→ **GIVEN REQUEST 1**: Can you lay out the listing below as a JSON list of strings, one string per line, starting with the line that contains "Thank you for the photo. Please point out the soil" and going through the end of the listing? Leave out blank lines and the pictures.

# Dendrobium victoriae-reginae cultivation



## Erythrone (Jan 26, 2013)

A friend of mine bought a Den. victoriae-reginae last Spring. The plant had 2 pseudobulbs. 

Can anybody tell me if this plant a "true" deciduous species? Will it shedd all its leaves every winter?


----------



## Ditto (Jan 26, 2013)

No it will not 
and if well cultivated it will flower several times a year


----------



## Erythrone (Jan 26, 2013)

Any tips and tricks about growing this plant Ditto?


----------



## keithrs (Jan 26, 2013)

I grow my seedlings I-C temps, 70% shade, moist year round.


----------



## Erythrone (Jan 26, 2013)

Thanks keithrs. And what about relative humidity?


----------



## Cheyenne (Jan 26, 2013)

I grew them for a few years pretty well indoors. I noticed they did best in winter when the night temps were lower(cool). They tolerated the heat in the day but nit at night. After a few years they started to suffer because I could not keep night temps low enough. I gave those plants to a botanical garden with a cool house and they are now doing great and seem to always be in bloom.


----------



## Erythrone (Jan 27, 2013)

Thank you Cheyenne. Your comments confirm to me what I thought.

Although some growers sell this plant as an intermediate, it is best grown in a cool place.


----------



## keithrs (Jan 27, 2013)

Erythrone said:


> Thanks keithrs. And what about relative humidity?



Right now I have 40-60% RH in the day.... I wouldn't go lower than that for any length of time.


----------

→ **GIVEN REQUEST 2**: Which usernames posted in the thread on growing Dendrobium victoriae-reginae?

→ **RECORD EXCERPTS**:
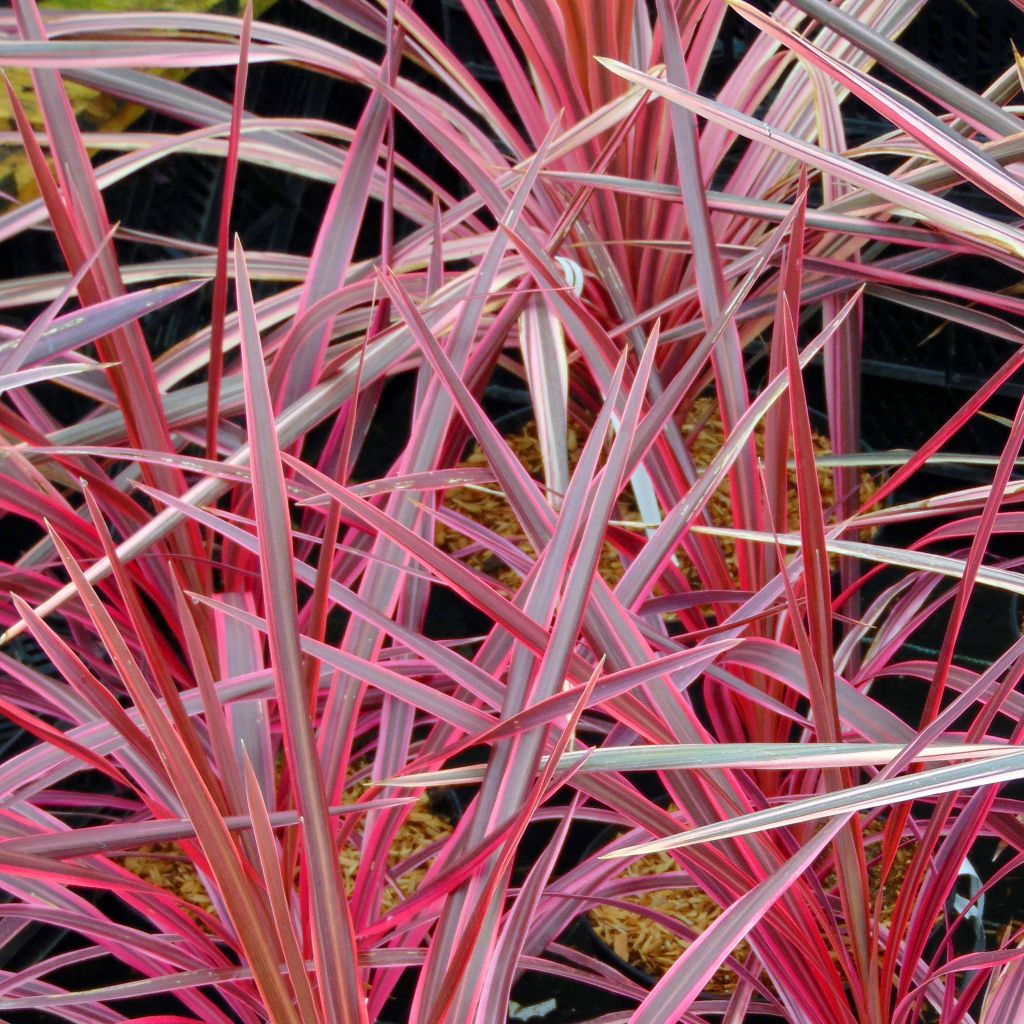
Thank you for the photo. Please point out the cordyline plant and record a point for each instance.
(228, 624)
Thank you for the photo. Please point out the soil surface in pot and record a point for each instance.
(705, 435)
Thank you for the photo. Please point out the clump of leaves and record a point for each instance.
(231, 615)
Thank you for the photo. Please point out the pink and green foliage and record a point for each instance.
(230, 619)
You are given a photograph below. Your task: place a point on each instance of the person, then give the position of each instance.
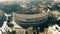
(0, 30)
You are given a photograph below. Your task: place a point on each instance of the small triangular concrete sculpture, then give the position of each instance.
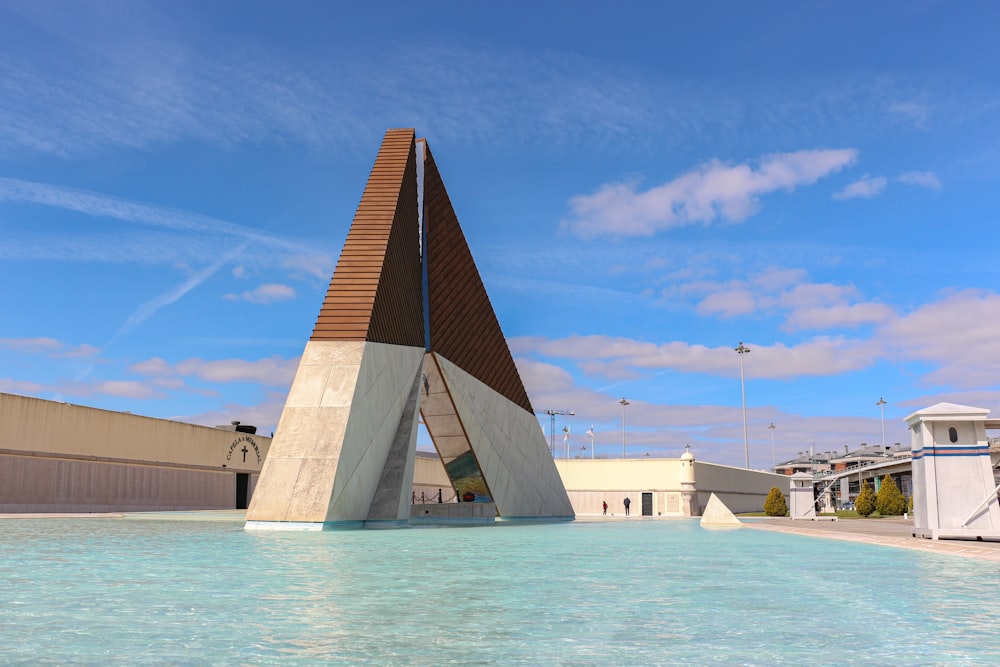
(717, 515)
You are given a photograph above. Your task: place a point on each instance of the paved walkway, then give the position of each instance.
(890, 532)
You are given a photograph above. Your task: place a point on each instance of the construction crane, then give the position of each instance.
(552, 426)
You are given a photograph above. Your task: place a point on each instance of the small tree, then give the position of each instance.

→ **TASK RESULT 1**:
[
  "Thank you for the photo. Please point out the soil surface in pot and record a point for each instance.",
  "(705, 435)",
  "Thank you for the photo. Please point out the clump of leaves and record a point for each instance.",
  "(231, 615)",
  "Thank you for the photo. Please point out the pink and green foliage and record a point for each instance.",
  "(230, 619)",
  "You are given a photograph below. Your task: place a point on each instance of the person, then give the position of each instance.",
  "(0, 30)",
  "You are given a photograph below. Your task: place a point on each instance of the small triangular concrete sculpture, then give the position of each instance.",
  "(717, 515)",
  "You are given a photograph above. Your task: place a point on each instance of the paved walkway, then give the position of each instance.",
  "(890, 532)",
  "You are given a photograph above. Your task: place a point on each instance of the construction crane, then give the position of each instance.",
  "(552, 426)",
  "You are given a photograph above. Your task: place a point on each instance of the small tree, then give the position of each instance."
]

→ **TASK RESULT 2**: Erythrone, Ditto, keithrs, Cheyenne